# [What is expected]
Gather every line below that contains the word "lamp", matching case exactly, and copy each of those lines.

──────── Source records

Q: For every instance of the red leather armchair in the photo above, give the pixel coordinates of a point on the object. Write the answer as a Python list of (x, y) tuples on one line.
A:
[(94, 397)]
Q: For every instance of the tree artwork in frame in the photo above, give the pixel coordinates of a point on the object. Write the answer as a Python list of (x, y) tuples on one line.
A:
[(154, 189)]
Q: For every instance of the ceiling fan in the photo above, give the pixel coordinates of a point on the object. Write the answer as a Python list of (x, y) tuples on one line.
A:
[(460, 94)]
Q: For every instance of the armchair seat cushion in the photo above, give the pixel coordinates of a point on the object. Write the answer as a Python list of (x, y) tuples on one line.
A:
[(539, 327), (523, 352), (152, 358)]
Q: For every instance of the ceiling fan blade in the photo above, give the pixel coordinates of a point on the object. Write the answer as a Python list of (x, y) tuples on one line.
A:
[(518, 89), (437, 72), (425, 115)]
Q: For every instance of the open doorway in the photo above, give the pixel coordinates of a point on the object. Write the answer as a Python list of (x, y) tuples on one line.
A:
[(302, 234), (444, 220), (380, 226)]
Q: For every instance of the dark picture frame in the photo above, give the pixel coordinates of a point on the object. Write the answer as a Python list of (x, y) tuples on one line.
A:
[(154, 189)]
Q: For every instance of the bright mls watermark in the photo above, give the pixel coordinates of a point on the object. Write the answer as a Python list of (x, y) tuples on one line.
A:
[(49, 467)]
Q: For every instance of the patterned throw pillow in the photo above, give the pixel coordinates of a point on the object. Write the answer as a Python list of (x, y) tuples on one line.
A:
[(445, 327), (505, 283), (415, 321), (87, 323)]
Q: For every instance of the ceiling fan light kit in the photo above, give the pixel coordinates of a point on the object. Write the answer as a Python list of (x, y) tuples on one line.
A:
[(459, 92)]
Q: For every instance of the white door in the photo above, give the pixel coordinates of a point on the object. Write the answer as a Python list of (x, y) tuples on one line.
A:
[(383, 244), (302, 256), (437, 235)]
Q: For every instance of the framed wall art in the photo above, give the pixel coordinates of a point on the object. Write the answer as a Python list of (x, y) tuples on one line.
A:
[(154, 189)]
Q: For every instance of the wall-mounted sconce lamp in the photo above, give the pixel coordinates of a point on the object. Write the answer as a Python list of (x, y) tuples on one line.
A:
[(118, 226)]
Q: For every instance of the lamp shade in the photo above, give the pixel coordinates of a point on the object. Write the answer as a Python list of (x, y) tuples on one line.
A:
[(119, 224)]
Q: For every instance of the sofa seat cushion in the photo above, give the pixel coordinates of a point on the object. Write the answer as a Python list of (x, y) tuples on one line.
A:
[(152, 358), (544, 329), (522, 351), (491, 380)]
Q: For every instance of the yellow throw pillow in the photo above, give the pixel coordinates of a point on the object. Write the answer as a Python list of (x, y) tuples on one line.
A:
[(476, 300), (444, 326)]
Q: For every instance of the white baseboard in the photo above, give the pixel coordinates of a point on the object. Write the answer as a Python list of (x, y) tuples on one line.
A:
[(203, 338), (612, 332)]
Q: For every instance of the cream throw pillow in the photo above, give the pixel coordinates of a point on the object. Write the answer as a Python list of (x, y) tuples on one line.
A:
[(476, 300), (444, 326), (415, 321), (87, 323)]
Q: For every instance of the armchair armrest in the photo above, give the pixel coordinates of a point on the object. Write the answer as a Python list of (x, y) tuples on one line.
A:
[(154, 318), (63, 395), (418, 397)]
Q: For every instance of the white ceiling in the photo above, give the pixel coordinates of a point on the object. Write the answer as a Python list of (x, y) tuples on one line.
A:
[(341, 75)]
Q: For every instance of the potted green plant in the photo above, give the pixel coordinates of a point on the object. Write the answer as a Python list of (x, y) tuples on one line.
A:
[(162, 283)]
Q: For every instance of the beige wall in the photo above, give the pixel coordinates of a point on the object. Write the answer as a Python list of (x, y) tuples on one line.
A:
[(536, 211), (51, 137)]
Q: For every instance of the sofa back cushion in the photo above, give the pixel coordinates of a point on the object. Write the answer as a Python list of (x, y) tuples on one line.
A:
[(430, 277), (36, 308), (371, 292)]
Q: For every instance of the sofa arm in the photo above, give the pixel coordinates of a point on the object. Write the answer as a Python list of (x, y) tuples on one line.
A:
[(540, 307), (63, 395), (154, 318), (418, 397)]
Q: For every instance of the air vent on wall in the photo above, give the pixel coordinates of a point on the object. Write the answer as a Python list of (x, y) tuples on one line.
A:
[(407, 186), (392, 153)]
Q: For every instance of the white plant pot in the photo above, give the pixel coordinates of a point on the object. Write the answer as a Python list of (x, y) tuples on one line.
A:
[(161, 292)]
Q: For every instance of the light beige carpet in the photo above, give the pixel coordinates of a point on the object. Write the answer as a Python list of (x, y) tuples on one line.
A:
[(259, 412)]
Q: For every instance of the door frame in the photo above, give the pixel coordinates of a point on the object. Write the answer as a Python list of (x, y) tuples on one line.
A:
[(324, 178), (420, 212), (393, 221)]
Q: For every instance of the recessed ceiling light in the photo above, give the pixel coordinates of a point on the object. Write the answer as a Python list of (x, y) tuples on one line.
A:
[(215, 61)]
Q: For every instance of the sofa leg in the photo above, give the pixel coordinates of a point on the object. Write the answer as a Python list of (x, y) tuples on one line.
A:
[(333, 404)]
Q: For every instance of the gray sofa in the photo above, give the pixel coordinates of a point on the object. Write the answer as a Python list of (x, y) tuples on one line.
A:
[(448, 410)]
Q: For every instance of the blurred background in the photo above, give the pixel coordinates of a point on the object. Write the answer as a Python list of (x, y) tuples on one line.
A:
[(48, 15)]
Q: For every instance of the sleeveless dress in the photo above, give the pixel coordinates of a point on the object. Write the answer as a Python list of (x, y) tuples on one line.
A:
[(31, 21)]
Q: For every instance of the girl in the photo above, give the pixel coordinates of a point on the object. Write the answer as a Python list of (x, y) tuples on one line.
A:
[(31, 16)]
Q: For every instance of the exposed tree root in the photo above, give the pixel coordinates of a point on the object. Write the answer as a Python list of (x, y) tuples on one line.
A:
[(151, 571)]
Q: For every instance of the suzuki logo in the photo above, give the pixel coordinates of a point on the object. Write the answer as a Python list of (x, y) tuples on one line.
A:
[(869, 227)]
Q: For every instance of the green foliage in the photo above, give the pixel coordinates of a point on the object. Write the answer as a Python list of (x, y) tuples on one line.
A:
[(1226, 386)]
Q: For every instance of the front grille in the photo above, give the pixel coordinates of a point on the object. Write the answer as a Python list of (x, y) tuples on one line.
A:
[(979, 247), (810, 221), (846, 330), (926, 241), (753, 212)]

────────────────
──────── Source records

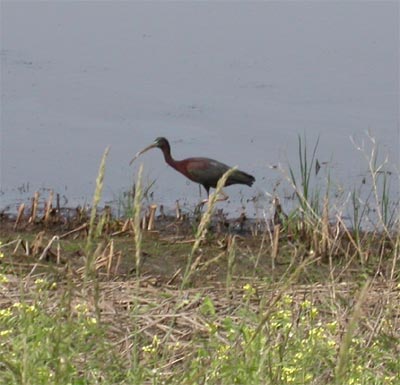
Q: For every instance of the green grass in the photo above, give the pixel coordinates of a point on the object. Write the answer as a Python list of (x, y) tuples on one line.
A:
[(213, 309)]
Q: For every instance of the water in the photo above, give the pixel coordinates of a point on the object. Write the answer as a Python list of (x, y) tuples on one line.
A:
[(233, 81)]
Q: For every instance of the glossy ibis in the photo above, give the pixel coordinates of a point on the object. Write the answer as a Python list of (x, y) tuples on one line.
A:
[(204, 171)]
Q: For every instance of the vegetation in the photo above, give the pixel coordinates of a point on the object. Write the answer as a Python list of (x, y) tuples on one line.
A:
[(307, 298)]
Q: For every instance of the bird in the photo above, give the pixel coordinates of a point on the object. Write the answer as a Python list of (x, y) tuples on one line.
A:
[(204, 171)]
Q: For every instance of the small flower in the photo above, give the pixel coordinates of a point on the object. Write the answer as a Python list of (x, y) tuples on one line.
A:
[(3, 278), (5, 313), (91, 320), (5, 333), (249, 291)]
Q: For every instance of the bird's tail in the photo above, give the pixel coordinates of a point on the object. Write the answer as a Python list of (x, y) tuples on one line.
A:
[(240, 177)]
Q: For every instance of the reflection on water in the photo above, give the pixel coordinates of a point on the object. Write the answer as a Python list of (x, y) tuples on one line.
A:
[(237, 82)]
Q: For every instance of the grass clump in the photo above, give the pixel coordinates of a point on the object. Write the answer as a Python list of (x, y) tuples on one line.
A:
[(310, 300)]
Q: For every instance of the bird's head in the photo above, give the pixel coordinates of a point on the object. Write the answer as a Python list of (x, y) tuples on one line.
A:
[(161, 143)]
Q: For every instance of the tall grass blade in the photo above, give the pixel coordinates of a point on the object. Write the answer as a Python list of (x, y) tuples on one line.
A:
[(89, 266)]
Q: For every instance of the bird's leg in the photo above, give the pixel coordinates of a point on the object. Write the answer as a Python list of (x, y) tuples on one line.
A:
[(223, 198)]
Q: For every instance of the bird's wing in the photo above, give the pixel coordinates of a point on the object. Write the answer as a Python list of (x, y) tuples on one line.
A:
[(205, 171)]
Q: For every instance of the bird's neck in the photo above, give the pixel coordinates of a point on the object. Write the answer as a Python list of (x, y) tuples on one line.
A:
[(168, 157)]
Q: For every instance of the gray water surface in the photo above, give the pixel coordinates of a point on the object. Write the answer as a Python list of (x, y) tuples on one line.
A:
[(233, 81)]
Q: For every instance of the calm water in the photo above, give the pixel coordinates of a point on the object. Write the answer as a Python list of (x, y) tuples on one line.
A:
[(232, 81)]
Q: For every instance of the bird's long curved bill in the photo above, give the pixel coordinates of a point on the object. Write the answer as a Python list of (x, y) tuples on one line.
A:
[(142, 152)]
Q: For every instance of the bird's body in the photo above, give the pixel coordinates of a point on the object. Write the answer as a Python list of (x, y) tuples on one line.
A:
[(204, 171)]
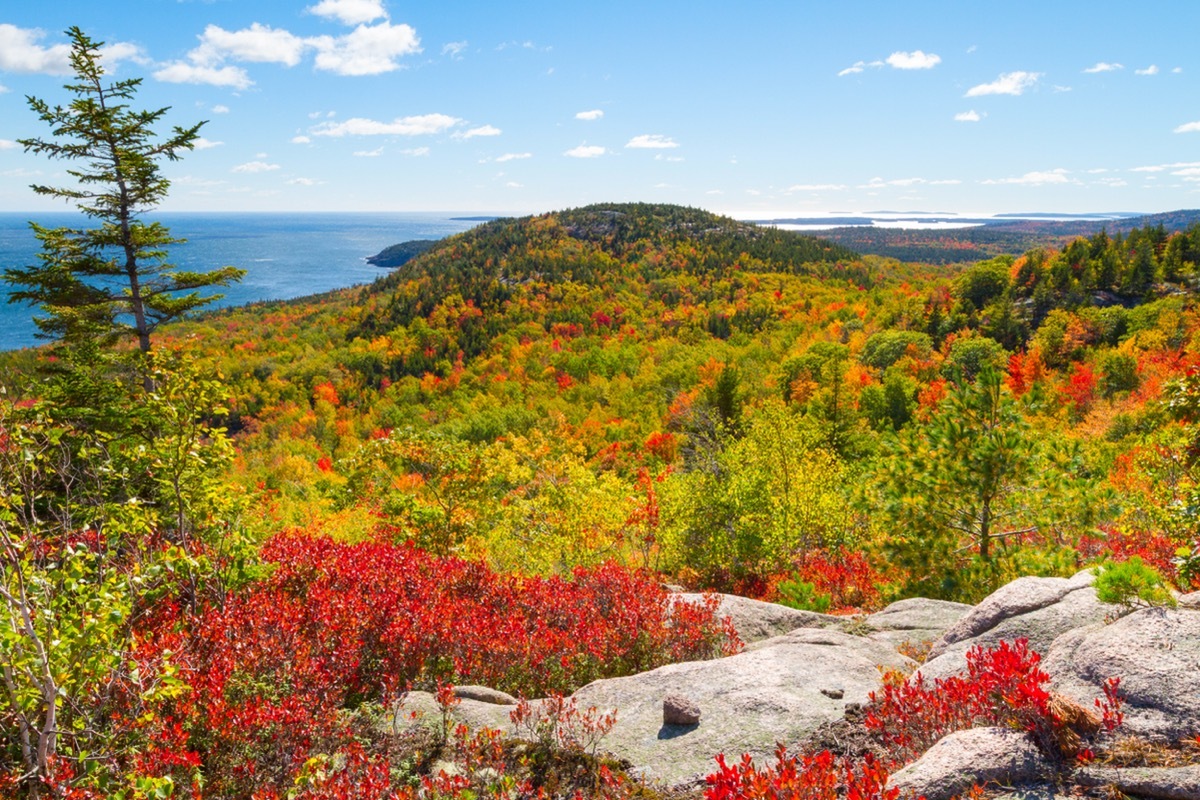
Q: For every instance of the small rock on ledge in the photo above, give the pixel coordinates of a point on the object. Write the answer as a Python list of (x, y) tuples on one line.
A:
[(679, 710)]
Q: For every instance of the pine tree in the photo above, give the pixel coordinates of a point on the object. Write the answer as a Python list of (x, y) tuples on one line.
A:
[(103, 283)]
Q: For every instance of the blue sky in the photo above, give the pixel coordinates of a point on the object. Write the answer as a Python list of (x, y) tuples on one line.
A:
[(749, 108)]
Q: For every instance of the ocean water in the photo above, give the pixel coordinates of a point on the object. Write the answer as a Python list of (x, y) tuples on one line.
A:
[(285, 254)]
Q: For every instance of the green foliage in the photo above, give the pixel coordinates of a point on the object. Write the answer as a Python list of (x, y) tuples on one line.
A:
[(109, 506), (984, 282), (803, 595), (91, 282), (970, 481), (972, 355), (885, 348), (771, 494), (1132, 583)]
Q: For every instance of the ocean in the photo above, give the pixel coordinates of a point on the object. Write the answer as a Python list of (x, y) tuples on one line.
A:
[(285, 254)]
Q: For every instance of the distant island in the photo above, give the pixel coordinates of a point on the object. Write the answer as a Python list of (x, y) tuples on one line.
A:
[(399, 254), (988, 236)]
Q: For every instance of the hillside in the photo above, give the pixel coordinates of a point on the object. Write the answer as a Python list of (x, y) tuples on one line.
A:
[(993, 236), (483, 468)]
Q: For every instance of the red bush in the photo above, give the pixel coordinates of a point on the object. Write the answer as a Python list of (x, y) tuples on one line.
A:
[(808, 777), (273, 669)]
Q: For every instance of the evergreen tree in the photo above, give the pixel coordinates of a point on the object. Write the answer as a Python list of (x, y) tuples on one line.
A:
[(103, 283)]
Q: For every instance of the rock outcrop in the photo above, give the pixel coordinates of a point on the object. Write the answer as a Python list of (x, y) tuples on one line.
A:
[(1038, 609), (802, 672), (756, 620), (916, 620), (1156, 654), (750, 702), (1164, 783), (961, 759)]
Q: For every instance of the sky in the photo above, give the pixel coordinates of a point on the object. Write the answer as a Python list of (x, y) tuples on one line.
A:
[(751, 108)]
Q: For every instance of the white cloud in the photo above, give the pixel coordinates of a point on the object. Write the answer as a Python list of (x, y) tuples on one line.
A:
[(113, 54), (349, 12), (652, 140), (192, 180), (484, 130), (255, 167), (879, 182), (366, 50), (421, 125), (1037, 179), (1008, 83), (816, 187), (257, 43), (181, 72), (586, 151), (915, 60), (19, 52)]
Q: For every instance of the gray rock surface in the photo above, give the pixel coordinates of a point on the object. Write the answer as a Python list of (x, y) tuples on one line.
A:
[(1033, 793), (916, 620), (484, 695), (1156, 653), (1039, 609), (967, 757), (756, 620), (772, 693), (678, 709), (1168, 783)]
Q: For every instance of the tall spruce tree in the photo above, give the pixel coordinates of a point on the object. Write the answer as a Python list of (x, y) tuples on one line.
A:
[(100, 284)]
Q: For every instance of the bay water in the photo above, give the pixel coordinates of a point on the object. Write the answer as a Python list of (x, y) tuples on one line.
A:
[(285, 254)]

────────────────
──────── Source records

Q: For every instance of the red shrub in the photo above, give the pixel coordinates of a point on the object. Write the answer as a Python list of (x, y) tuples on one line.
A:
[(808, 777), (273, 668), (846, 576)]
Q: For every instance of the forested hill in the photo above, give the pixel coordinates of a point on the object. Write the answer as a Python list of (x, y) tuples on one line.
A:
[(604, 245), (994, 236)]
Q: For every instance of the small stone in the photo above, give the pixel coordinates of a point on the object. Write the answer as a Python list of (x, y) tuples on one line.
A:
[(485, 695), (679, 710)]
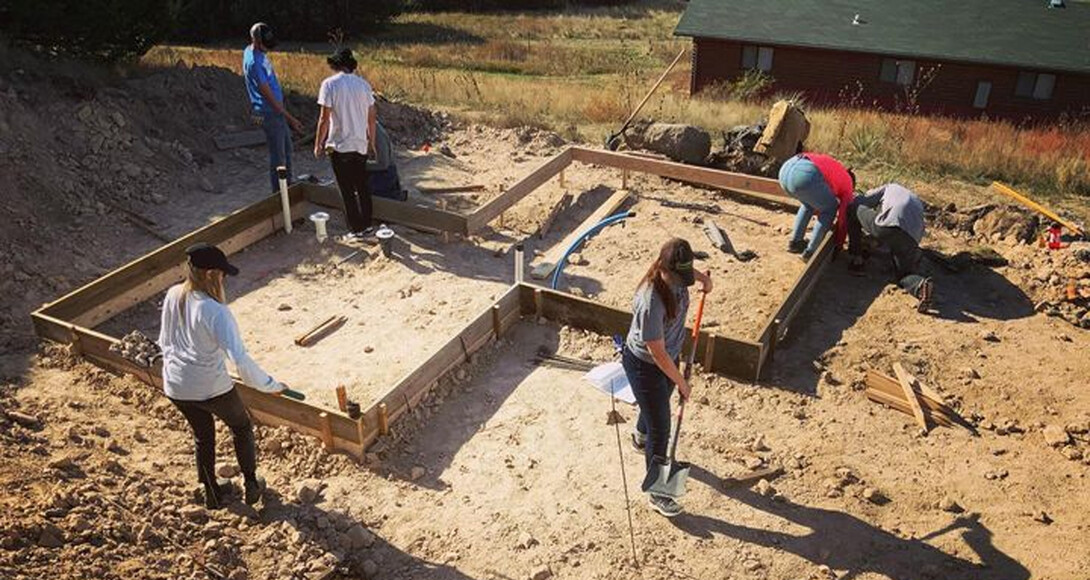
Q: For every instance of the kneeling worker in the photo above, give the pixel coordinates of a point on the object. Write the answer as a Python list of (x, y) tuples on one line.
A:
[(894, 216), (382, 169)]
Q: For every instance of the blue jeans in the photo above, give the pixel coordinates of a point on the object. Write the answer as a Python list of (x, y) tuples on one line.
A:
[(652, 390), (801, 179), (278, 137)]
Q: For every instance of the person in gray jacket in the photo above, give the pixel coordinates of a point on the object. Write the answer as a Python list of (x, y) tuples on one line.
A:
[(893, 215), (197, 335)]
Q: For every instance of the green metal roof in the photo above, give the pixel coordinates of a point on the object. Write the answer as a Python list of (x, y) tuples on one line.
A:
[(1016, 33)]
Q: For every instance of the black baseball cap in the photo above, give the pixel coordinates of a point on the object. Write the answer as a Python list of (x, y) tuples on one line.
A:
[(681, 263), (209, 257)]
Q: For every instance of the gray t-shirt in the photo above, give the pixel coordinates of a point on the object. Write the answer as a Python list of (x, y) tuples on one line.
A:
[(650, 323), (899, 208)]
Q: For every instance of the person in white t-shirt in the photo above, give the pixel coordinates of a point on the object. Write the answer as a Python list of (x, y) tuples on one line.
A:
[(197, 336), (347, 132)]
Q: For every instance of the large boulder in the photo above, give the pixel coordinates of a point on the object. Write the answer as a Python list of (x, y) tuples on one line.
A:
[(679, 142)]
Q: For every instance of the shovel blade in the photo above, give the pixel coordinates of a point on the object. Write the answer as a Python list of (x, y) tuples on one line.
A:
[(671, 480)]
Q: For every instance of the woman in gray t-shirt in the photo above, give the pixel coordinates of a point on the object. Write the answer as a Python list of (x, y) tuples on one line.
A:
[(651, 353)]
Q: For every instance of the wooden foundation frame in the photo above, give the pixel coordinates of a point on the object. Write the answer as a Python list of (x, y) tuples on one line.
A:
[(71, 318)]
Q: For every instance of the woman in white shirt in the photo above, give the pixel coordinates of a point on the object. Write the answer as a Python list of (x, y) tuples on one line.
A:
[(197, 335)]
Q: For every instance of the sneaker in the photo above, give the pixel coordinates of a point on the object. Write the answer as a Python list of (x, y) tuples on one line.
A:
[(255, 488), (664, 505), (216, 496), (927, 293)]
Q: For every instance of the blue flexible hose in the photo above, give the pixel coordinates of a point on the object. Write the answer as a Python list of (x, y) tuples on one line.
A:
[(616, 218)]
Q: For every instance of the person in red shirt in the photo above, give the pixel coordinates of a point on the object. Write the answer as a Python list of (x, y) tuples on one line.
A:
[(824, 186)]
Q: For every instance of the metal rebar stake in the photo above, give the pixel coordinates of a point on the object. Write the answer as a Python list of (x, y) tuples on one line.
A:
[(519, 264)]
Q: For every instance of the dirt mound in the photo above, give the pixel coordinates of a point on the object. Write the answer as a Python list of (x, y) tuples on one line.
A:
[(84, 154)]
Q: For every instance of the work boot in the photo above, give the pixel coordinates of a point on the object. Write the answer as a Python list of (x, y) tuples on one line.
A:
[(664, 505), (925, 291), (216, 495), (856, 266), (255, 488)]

────────────────

# [The output]
Q: For every instance of the wall-mounted sconce lamp in the photo above, give the pixel coordinates of a point on the object. Write the answer as a Python list of (x, y) tuples on one line.
Q: For every instance of the lamp shade in the photo above, give the pixel coordinates of a point on the object. Write the answer as a Python list of (x, y) tuples on one line.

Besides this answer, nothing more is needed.